## Set problem
Revise the data below by replacing every occurrence of "one dot" with "one marker", leaving everything else unchanged.

(Dataset records)
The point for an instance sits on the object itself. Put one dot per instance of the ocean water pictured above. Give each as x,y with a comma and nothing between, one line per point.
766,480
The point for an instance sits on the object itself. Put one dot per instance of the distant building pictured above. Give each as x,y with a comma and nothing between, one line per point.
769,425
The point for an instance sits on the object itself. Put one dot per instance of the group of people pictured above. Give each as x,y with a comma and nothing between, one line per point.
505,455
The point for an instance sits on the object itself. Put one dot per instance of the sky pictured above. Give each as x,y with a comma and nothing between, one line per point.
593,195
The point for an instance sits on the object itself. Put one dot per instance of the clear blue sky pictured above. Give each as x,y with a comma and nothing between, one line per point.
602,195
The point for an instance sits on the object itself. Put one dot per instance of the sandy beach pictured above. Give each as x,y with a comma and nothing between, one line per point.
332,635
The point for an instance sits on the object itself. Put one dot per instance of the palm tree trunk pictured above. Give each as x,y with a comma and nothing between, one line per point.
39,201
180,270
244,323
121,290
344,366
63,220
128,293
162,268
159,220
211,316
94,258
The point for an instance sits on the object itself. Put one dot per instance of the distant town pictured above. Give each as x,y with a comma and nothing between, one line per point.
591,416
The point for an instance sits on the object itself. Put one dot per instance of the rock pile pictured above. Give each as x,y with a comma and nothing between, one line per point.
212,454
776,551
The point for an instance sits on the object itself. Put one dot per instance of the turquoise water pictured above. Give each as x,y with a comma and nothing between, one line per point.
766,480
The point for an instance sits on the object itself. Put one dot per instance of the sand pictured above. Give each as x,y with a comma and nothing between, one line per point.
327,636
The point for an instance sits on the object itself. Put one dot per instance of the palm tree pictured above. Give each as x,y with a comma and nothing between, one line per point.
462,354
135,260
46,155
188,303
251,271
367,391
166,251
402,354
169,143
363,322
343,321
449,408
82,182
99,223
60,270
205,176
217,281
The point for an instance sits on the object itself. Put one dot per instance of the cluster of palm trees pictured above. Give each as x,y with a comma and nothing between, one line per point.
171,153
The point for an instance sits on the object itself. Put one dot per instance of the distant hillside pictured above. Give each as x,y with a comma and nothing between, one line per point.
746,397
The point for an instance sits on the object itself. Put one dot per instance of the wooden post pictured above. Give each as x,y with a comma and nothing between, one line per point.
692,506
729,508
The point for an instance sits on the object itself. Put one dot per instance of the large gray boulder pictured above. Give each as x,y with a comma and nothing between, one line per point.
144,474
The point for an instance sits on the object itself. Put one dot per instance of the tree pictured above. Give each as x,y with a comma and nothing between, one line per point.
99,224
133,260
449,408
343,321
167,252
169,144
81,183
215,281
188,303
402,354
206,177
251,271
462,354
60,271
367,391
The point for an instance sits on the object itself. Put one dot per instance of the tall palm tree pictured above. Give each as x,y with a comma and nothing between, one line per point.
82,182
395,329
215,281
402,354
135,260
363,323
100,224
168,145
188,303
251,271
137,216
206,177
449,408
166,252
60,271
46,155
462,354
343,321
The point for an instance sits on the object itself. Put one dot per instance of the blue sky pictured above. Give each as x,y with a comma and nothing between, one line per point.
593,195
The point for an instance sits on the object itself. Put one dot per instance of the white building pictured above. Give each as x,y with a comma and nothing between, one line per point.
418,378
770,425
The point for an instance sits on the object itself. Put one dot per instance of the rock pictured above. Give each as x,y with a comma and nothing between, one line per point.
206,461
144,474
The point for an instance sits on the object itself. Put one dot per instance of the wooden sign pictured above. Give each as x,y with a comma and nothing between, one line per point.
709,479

## Complete response
The point for an instance sits on the object itself. Put one marker per instance of the ocean water pictured above. Give each as x,y with a comma and nothing between, one line per point.
766,480
The point for an instance sits on the object itself. Put one marker per instance of the distant building pictured above. Give each as x,y with a comma and nothing between, one line per point.
769,425
The point for an instance sits on the object itself. Put one marker per instance of the group of people pictured above. Give each as x,y with a comma and nothing between, one line per point.
505,455
The point for an instance sits on the object itself. Put one marker per instance of the sky pictured above. Give each as x,y with a comma and nothing between, one line per point.
593,195
The point for an instance sits on the object itself. Put one marker per instance of the clear blue sky pictured above. Give each as x,y with a comma and nothing between, one line per point.
602,195
The point for an instance sits on the object itself. Put one marker per instance of the sandy beach pictured above. Give each as x,y with a comma and nothing between, one line per point.
332,635
The point for an instance sits on the object itself. Put one marker per instance of the palm tree trunk pictured above. Give each as x,y with a comma and nothing between, one line per point.
39,201
180,270
244,323
121,290
344,366
63,220
128,293
162,268
159,220
211,316
94,258
The point for an instance sits on the object itself. Put one marker per instance of the distant town pictured above. Give each as x,y with a comma and nothing between, one line per point.
591,416
The point for an instance sits on the object itself. Put one marker per instance of the rock pile pictured above. Give each as x,y with a comma and nothing between, one line per point.
212,454
776,551
The point for an instance sits on the object itself. Put one marker per instance of the turquoise water pictured above. Give each as x,y with a comma and nothing between, one line per point.
766,480
The point for an instance sits on the object itself. Put one marker per instance of the sand pictured above. Give each as x,y with a comma and nothing between, one line per point.
327,636
The point for an instance sits on the object itself. Put one marker per instance of the palm tree pictured above. Give each as x,y with a comma and nothing between, one line per point.
462,354
135,260
46,155
188,303
251,271
367,391
166,251
402,354
169,143
363,322
343,321
449,408
82,182
99,223
60,270
205,176
217,281
The point for an instance sits on the object itself. Put one marker per instance of the cluster of palm trees pictured above. Give each as x,y with a comma and nothing between, one line per point.
171,153
The point for an instance sits on the object itself. Put one marker per instance of the distant hillside pictured above. Give each as x,y with a comma and nothing between, one line per point.
746,397
The point for an instance sits on the object itself. Put one marker per instance of the wooden post pictured above. Give each as x,y with a comma and nothing between, one line per point.
692,506
729,508
The point for an instance sits on the object itself. Put one marker per instance of the large gray boulder pictured above. Give each as x,y with a comma and nothing between, one line per point.
144,474
The point for an instance sits on the object itself. Put one marker per instance of the tree pictured above. Give each as x,y with a comma and nothing between, one line per point.
99,224
133,260
449,408
343,321
167,252
169,144
81,183
215,281
188,303
402,354
206,177
251,271
462,354
60,271
367,391
The point for an instance sits on the object itself. Put one marker per instance of the tall palm tree pictured above. Give each as x,y with a comma and nothing between, one line per point.
82,182
395,329
215,281
402,354
135,260
363,323
100,224
168,145
188,303
251,271
137,216
206,177
449,408
166,252
60,271
46,155
462,354
343,321
The point for an instance sits on the object itself. Put one marker per instance of the blue sky pictured above. Give each as x,y with a comma and nothing between, one line per point.
593,195
The point for an instance sits on the object itself. Put one marker per instance of the white building pictured above. Give each as x,y with a comma and nothing between, one line per point.
418,378
770,425
The point for an instance sits on the object itself. Put one marker per instance of the rock pictured above. Give each as x,y with a comma and nothing between, one line per point.
206,461
144,474
The point for an instance sits on the object itself. Put one marker per instance of the wooden sign pictured above. Give each as x,y with a comma and nothing between, one line per point.
709,479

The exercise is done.